Starting at the line that contains "Every instance of the jacket hood", write out the lines below word for word through the last one. Leave the pictures out.

• [MATERIAL FOR THE TASK]
****************************************
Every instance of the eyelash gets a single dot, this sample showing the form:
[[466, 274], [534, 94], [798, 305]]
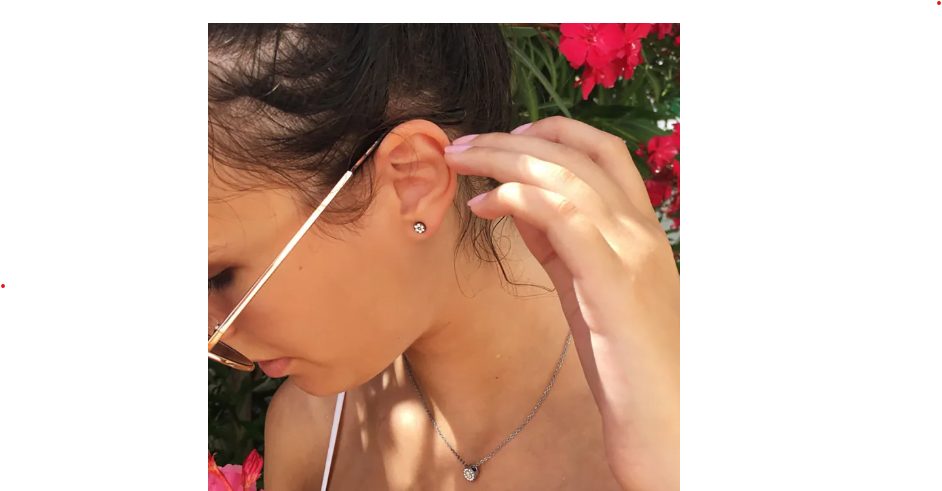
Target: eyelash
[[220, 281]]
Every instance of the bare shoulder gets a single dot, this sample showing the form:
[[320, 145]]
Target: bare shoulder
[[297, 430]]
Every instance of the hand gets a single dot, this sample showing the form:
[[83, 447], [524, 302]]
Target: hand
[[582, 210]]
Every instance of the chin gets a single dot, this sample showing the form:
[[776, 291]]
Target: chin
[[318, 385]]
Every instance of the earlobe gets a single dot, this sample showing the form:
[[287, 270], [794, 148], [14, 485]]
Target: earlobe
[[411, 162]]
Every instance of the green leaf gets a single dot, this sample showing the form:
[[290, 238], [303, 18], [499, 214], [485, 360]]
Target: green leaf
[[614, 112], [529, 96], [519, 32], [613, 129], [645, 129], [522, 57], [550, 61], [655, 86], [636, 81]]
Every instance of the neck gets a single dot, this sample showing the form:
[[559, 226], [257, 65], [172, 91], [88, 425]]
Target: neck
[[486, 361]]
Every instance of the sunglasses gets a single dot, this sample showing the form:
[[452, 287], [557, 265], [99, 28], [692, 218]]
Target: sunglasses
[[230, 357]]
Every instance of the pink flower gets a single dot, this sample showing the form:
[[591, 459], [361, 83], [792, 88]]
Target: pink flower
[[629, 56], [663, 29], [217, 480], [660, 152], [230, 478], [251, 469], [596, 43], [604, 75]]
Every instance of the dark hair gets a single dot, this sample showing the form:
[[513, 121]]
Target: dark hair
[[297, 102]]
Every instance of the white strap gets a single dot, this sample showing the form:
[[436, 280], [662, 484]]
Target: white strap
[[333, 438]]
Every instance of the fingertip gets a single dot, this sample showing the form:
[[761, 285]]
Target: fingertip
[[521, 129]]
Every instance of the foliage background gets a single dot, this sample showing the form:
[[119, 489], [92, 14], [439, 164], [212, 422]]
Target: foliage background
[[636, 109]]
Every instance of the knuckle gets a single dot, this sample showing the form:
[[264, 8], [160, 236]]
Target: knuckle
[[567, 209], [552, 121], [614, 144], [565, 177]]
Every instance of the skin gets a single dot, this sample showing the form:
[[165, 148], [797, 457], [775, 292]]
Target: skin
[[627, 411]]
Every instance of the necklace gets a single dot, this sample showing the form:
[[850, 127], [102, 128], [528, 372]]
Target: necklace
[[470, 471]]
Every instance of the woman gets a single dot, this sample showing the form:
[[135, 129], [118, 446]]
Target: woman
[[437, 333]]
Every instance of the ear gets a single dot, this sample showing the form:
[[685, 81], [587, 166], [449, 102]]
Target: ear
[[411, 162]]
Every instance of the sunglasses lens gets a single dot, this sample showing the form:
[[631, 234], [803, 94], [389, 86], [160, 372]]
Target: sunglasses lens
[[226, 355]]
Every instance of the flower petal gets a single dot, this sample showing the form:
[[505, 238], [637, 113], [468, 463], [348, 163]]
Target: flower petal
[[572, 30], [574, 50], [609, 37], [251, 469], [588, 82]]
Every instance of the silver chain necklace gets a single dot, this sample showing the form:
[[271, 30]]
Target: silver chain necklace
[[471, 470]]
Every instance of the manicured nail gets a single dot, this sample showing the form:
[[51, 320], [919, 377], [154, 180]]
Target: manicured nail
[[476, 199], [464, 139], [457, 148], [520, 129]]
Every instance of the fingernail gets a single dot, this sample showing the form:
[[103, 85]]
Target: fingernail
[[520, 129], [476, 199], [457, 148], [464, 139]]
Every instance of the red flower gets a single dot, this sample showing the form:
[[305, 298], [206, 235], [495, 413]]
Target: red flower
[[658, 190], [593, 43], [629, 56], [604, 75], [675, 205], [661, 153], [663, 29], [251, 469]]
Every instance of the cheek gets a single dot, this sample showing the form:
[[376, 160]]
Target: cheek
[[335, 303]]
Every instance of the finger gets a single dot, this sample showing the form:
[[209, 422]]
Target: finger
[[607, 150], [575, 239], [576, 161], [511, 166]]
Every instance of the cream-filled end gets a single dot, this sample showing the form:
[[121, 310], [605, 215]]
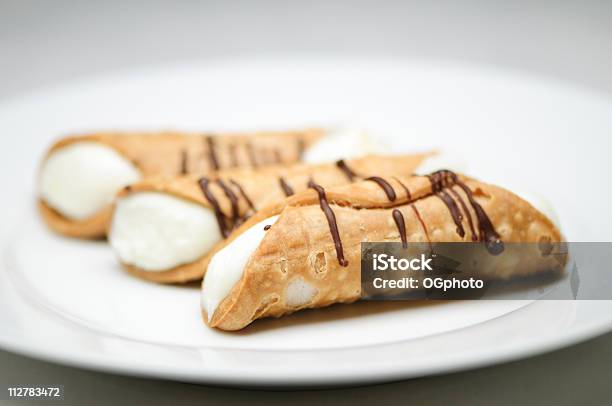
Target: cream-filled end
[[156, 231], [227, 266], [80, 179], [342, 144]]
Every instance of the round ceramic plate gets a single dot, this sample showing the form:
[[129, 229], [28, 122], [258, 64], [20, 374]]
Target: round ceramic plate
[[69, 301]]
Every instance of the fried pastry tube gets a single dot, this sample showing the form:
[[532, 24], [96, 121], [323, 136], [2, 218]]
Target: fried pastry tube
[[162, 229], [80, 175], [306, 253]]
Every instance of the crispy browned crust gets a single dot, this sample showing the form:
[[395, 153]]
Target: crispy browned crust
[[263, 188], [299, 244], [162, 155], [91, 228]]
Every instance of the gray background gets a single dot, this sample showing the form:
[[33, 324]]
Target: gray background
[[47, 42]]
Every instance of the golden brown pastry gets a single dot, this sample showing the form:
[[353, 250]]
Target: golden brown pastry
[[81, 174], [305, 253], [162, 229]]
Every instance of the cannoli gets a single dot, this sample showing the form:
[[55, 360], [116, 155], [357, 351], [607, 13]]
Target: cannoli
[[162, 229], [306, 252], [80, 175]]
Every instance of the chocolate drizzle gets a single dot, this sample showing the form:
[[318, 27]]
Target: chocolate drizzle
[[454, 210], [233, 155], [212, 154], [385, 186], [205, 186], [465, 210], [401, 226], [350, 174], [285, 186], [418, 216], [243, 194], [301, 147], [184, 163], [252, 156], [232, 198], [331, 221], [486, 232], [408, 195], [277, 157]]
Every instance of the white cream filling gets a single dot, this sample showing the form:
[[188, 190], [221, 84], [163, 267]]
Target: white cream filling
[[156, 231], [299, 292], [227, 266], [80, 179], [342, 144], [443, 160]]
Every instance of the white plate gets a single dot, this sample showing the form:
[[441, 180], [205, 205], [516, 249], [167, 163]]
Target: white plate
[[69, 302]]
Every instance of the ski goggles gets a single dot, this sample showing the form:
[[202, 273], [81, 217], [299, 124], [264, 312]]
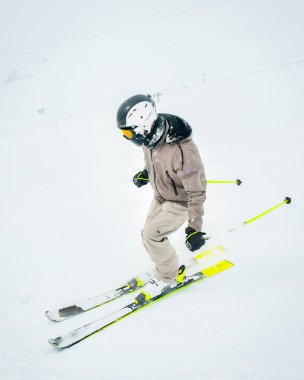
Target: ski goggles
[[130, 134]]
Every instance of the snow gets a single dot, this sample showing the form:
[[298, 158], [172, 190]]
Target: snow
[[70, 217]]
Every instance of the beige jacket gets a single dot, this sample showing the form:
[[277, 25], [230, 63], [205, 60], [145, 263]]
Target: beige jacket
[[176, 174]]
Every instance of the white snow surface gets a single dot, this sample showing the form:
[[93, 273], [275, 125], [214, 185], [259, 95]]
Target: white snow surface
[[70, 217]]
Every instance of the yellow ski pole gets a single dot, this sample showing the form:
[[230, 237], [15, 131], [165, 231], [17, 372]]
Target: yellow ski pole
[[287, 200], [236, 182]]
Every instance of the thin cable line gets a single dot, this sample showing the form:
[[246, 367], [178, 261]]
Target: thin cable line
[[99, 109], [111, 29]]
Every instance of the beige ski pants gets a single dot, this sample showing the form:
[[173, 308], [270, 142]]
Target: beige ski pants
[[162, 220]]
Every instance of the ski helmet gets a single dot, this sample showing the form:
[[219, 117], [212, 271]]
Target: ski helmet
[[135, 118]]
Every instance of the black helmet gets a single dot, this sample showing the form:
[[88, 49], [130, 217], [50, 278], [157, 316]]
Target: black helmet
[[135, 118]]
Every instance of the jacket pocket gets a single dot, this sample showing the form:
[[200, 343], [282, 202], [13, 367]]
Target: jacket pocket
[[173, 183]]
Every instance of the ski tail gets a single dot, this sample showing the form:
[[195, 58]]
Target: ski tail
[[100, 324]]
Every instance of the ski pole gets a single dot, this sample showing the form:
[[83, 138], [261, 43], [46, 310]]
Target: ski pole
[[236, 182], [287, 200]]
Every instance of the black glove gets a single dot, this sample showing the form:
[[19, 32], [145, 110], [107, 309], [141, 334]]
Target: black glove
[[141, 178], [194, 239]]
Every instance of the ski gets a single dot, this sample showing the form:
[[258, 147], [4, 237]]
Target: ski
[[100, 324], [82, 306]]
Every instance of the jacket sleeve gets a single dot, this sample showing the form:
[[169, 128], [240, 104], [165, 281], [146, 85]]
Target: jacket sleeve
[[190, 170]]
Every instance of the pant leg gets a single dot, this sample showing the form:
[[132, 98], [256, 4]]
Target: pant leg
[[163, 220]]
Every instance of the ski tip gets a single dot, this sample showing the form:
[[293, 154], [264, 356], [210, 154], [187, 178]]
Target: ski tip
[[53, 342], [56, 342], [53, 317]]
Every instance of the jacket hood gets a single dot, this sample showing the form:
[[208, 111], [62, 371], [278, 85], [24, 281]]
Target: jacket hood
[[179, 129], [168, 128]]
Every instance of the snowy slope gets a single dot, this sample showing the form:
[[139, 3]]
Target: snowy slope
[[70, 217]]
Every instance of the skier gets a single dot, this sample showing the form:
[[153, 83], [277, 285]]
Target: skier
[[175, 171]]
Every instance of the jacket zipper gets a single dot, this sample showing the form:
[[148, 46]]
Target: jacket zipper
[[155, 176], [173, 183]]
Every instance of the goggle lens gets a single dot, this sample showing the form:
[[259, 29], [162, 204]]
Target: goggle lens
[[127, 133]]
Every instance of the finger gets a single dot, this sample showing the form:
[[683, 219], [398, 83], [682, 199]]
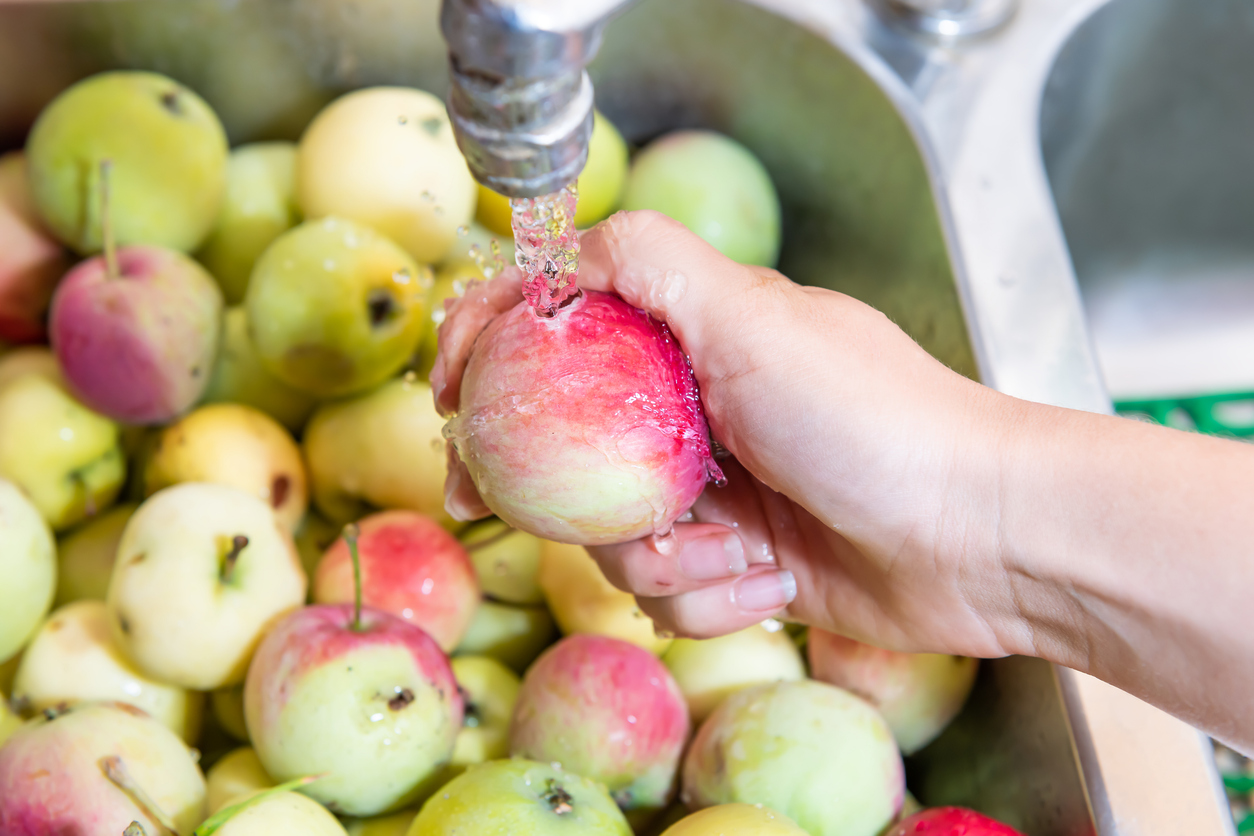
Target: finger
****************************************
• [WRITTEN REPLY]
Every instance of the jacket hood gets a single dot, this sample showing the form:
[[208, 111], [62, 371], [278, 85], [24, 281]]
Target: jacket hood
[[179, 129], [168, 128]]
Every instance of the snowy slope gets a single dot, this sample showing the form:
[[139, 3]]
Target: snowy slope
[[70, 217]]
Every instance of the skier gets a single dot, this sample showing the form:
[[153, 83], [277, 285]]
Target: skier
[[175, 171]]
Every instance of the jacket zipper gets a single dot, this sample showing the form:
[[148, 46]]
Target: jacket zipper
[[155, 176], [173, 183]]
Every instance of the goggle lens gets a single dot, this sample showing the form:
[[259, 29], [162, 204]]
Target: goggle lens
[[127, 133]]
Every instance of the finger gets a single dot, this sample showing the form:
[[683, 219], [398, 83], [682, 199]]
Target: finger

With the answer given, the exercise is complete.